Material supplied:
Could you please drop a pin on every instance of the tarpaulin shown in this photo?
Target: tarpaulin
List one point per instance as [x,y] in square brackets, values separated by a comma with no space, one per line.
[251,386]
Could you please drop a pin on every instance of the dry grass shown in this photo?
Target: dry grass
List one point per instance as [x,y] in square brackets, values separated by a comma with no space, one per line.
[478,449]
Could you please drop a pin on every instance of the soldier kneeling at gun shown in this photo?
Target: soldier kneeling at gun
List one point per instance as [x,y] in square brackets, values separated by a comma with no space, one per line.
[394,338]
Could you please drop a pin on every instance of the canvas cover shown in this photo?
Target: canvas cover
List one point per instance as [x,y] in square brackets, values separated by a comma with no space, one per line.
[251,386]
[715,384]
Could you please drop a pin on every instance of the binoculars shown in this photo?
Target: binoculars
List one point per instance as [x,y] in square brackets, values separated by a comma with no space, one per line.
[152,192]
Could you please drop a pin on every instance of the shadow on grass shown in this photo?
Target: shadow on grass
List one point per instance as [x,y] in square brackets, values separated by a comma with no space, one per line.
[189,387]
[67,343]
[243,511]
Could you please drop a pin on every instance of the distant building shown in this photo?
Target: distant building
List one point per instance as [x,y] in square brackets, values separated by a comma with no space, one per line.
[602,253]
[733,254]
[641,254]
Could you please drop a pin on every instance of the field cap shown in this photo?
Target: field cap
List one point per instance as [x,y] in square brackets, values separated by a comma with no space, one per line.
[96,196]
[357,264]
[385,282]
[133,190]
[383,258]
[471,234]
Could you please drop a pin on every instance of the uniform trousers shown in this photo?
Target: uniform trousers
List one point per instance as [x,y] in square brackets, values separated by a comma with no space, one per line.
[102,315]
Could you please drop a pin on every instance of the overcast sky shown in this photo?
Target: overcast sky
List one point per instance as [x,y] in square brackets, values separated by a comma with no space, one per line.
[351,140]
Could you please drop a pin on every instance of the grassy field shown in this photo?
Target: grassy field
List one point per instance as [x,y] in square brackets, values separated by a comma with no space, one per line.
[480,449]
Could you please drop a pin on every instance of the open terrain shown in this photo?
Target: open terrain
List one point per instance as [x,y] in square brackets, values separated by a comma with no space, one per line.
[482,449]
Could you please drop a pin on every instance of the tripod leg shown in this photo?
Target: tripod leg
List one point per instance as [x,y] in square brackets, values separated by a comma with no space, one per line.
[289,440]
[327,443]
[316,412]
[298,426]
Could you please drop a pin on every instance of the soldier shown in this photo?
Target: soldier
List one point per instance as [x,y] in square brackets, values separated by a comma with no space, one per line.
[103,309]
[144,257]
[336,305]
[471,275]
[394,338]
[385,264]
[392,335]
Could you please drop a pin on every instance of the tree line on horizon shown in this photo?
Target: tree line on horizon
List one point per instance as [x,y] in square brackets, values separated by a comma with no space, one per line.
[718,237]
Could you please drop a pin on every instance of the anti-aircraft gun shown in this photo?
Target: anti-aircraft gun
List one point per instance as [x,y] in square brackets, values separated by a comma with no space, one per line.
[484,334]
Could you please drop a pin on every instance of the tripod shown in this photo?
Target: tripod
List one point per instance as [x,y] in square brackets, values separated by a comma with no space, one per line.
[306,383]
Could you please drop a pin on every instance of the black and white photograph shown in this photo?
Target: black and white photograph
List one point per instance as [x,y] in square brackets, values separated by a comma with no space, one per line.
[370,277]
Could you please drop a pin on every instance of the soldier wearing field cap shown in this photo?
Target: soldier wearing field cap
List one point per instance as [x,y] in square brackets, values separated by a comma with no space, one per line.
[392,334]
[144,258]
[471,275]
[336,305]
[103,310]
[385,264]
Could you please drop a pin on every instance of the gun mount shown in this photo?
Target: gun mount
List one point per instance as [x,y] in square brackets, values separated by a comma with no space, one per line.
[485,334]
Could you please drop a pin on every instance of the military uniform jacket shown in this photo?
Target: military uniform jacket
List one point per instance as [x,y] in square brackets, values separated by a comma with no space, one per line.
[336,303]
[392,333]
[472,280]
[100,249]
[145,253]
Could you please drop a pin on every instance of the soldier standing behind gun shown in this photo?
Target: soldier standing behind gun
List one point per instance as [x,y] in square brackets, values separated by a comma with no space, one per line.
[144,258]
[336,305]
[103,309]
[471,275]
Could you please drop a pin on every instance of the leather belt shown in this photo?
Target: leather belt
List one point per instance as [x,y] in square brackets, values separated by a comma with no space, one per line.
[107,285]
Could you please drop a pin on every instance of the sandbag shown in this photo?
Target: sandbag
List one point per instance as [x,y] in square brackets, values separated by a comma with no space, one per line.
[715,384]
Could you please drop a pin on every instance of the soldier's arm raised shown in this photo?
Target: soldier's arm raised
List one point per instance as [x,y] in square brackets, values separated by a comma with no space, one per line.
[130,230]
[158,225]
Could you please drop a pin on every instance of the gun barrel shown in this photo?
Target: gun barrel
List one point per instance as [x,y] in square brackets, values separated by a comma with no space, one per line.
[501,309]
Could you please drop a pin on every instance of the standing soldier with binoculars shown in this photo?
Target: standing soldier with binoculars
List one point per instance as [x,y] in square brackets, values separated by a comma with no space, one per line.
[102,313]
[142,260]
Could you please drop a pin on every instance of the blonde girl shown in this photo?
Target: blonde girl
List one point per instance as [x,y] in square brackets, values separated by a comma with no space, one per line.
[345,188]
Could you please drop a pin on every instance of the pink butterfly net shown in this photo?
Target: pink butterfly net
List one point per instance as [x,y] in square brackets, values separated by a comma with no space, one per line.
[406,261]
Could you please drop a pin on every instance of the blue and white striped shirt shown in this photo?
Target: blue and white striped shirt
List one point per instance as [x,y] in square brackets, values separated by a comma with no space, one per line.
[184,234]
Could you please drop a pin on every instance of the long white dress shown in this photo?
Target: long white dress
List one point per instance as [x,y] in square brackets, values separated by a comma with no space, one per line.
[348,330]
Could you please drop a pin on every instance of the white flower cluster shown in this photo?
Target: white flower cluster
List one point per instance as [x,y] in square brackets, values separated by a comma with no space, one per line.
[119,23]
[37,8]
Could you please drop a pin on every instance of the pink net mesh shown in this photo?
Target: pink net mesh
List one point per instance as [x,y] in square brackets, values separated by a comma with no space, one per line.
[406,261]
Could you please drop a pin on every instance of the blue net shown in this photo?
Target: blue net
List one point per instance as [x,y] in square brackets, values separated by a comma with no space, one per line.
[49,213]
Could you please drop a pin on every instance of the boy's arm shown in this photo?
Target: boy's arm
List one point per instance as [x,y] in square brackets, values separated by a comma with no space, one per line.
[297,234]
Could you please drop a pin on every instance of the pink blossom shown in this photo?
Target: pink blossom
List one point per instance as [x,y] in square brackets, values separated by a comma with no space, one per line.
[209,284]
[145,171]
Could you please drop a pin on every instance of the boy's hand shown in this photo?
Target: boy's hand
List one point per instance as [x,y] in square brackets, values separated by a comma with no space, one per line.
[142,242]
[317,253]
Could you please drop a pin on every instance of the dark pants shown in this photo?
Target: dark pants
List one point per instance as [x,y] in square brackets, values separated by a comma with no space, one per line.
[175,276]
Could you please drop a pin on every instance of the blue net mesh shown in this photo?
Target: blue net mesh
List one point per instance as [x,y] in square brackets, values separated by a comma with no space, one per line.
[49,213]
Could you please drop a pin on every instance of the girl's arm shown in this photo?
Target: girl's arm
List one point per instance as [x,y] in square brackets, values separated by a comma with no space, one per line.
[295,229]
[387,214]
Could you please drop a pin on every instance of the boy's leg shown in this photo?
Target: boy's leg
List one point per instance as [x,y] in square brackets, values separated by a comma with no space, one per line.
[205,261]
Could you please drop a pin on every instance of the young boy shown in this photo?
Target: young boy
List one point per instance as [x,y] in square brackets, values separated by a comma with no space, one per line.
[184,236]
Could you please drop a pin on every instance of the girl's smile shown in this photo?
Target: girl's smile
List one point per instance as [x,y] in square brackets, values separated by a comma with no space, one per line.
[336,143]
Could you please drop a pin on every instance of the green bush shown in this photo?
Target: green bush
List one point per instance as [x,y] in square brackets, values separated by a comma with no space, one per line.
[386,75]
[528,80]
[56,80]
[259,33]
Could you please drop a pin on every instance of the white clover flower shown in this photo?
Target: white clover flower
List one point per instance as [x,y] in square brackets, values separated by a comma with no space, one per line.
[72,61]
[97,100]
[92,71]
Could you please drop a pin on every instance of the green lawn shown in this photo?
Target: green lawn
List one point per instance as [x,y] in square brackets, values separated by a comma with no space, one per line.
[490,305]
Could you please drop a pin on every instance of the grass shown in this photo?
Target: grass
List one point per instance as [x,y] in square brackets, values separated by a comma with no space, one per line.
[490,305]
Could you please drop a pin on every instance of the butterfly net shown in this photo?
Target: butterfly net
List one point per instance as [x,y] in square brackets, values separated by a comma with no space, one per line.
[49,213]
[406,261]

What you should do:
Extract every line from the one containing "boy's leg shown in this photo?" to the end of the entries, including both of those lines, exactly as given and with nothing added.

Full output:
Could you please drop a pin on every instance of the boy's leg shown in this photo?
Target: boy's leg
List one point per instance as [x,y] in square brackets, values separated by a comma with no space, one per line.
[205,261]
Could you please drop a pin on every instance of the young boy shown in this photo?
Target: young boy
List one point per instance as [x,y] in square brackets, values separated by a comma with no space, one per line.
[184,236]
Could you please drop a pin on every instance of the girl's smile shown in this photo?
Target: girl's smile
List one point per instance as [x,y] in square brackets, values separated by a comma with no space, one per line.
[336,143]
Could you please drop a pin on every instance of the green bush shown in this photo?
Target: green bush
List one point per instance as [x,y] in square brackets, values separated by a comma with no space, one per line.
[386,75]
[528,80]
[56,80]
[259,33]
Could you please drop a pin on every instance of the white clover flower shown in this photo?
Target: white clover flower
List one point per instance as [x,y] in square brackets, values separated by a comma with no space, one per line.
[72,61]
[97,100]
[92,71]
Could you please drop a pin on every instance of the green lawn shown in this photo?
Target: green lawn
List one point per instance as [x,y] in square brackets, values separated by a comma with no space, one per line.
[490,305]
Could you please drop a pin on every instance of the grass shown in this photo?
Target: grass
List one point per instance as [x,y] in square brackets, values separated by a comma with no space, one per line.
[490,305]
Could you please drop a pin on every instance of the butterfly net shown in this photo?
Target: butterfly net
List one point per instance as [x,y] in square brackets, values separated by a comma with no space, one per line.
[49,213]
[406,261]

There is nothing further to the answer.